What you need to do:
Every line of the records below that holds the word "nose" belongs in the answer.

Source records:

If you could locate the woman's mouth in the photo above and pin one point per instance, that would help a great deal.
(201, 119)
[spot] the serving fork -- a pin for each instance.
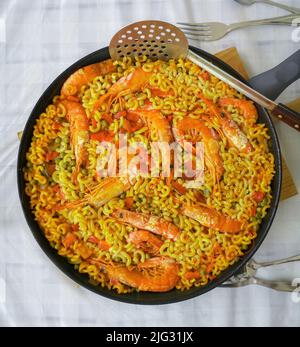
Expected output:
(211, 31)
(248, 276)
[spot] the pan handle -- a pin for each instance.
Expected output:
(273, 82)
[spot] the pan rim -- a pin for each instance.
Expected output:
(142, 298)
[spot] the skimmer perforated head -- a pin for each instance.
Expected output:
(154, 39)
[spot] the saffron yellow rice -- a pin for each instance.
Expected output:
(200, 249)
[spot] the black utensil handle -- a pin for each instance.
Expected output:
(288, 116)
(273, 82)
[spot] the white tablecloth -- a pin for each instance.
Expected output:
(38, 40)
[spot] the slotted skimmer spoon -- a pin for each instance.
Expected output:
(161, 40)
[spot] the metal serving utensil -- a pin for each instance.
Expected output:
(161, 40)
(291, 9)
(211, 31)
(248, 276)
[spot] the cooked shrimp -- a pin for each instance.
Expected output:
(211, 218)
(195, 130)
(158, 274)
(79, 131)
(146, 241)
(85, 75)
(101, 193)
(231, 130)
(155, 121)
(154, 224)
(125, 85)
(247, 108)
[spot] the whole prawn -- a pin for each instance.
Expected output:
(159, 274)
(195, 130)
(156, 225)
(125, 85)
(79, 131)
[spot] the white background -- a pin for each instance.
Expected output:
(38, 40)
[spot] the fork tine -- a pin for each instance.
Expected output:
(198, 34)
(200, 38)
(195, 29)
(193, 24)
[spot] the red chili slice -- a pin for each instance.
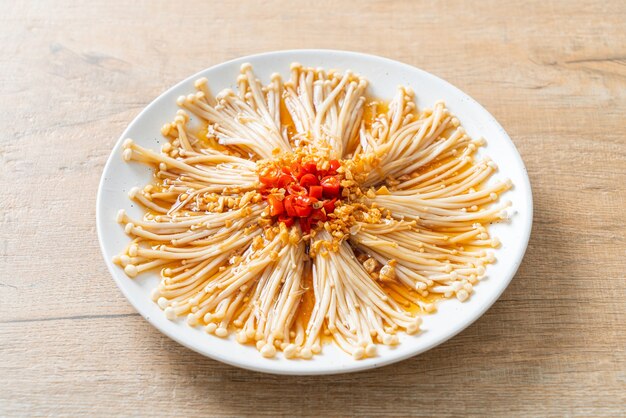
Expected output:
(297, 171)
(331, 186)
(329, 206)
(305, 225)
(316, 191)
(289, 207)
(309, 180)
(284, 180)
(287, 220)
(317, 215)
(276, 205)
(310, 167)
(302, 205)
(296, 190)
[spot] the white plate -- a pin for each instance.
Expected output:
(384, 76)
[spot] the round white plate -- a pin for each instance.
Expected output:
(384, 76)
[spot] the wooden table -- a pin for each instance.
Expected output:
(74, 74)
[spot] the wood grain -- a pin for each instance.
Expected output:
(74, 74)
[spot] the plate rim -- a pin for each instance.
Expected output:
(267, 367)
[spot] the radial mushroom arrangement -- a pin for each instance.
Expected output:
(300, 212)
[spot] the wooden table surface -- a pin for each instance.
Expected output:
(74, 74)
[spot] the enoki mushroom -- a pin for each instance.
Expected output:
(299, 212)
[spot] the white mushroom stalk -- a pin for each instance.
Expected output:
(354, 308)
(427, 262)
(291, 214)
(326, 108)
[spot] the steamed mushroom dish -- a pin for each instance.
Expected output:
(303, 212)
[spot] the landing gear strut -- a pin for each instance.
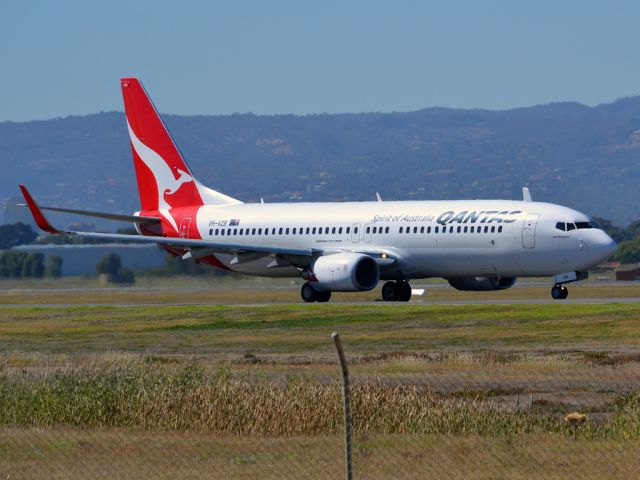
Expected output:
(396, 291)
(310, 294)
(559, 292)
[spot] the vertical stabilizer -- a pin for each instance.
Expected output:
(164, 178)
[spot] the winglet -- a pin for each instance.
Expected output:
(38, 216)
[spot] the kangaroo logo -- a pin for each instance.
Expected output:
(166, 181)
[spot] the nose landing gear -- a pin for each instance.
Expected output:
(559, 292)
(396, 291)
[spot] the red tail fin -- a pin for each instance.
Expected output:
(164, 179)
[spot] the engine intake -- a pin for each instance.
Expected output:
(481, 284)
(345, 272)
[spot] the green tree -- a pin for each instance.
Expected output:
(16, 234)
(53, 267)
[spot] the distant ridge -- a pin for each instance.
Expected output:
(584, 157)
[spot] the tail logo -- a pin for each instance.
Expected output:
(167, 182)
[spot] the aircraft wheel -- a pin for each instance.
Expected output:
(404, 291)
(559, 292)
(323, 296)
(564, 292)
(308, 293)
(389, 292)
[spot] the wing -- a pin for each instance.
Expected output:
(196, 248)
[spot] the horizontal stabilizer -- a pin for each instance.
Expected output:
(108, 216)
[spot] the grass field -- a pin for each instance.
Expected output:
(440, 391)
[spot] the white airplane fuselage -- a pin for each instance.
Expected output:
(477, 245)
(439, 238)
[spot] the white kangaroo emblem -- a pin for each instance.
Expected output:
(166, 182)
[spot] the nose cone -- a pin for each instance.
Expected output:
(602, 247)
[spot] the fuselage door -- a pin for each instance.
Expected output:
(529, 230)
(185, 223)
(355, 233)
(366, 232)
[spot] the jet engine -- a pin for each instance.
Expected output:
(345, 272)
(481, 284)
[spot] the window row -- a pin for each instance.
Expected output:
(347, 230)
(284, 231)
(452, 229)
(567, 227)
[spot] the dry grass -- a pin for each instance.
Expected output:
(80, 454)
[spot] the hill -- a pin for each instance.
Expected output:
(579, 156)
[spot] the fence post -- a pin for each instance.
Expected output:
(347, 405)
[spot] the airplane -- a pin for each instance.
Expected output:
(476, 245)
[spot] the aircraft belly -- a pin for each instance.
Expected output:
(258, 267)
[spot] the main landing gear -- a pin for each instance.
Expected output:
(559, 292)
(396, 291)
(310, 294)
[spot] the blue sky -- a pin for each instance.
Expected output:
(215, 57)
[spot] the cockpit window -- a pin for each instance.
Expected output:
(589, 224)
(567, 227)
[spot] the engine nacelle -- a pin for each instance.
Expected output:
(481, 284)
(345, 272)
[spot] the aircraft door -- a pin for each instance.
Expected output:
(185, 223)
(529, 230)
(355, 233)
(366, 232)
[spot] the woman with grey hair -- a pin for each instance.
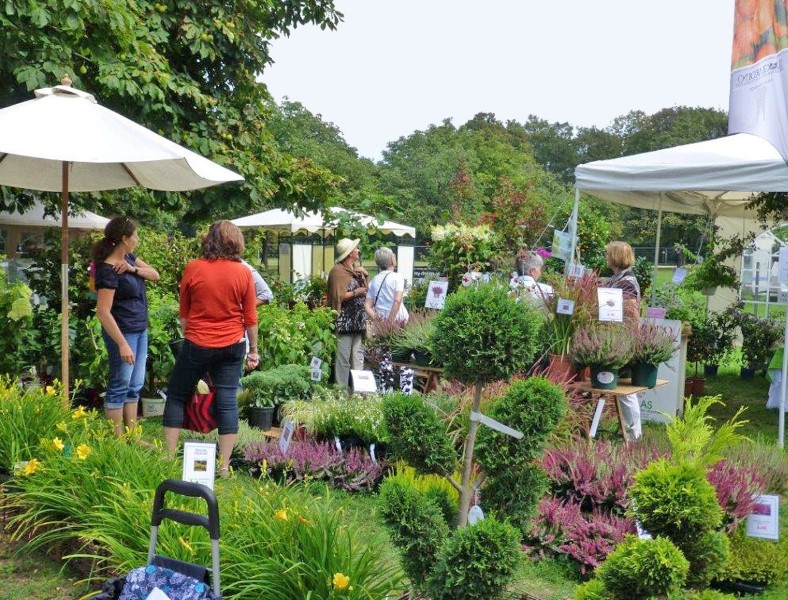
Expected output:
(384, 303)
(384, 296)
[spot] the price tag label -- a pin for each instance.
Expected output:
(565, 307)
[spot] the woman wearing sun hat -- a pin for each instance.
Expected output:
(347, 290)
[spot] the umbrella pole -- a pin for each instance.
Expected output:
(64, 345)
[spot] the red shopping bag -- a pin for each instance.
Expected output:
(199, 413)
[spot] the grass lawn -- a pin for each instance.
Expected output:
(549, 579)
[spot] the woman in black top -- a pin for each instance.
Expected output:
(122, 309)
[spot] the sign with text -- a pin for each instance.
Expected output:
(199, 462)
(764, 522)
(436, 294)
(611, 305)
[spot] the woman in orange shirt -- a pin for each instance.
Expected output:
(217, 310)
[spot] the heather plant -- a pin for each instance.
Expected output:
(352, 471)
(639, 569)
(416, 527)
(605, 345)
(476, 562)
(595, 474)
(736, 487)
(562, 528)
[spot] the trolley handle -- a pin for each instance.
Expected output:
(192, 490)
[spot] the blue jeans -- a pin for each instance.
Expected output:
(223, 366)
(125, 380)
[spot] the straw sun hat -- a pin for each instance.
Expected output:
(344, 247)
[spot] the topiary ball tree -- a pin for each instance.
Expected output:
(482, 335)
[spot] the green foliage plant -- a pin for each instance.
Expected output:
(16, 320)
(639, 569)
(416, 526)
(477, 562)
(27, 415)
(417, 435)
(293, 336)
(457, 249)
(278, 385)
(533, 406)
(483, 335)
(754, 560)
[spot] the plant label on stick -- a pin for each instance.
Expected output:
(436, 294)
(565, 307)
(678, 275)
(287, 434)
(600, 406)
(611, 305)
(363, 381)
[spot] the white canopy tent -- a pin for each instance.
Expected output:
(305, 259)
(715, 178)
(16, 227)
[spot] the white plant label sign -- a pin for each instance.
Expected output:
(611, 305)
(199, 462)
(764, 522)
(436, 294)
(565, 307)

Expected answer:
[spot] the nose landing gear -- a pin for each instance.
[spot] the nose cone -- a pin for each instance.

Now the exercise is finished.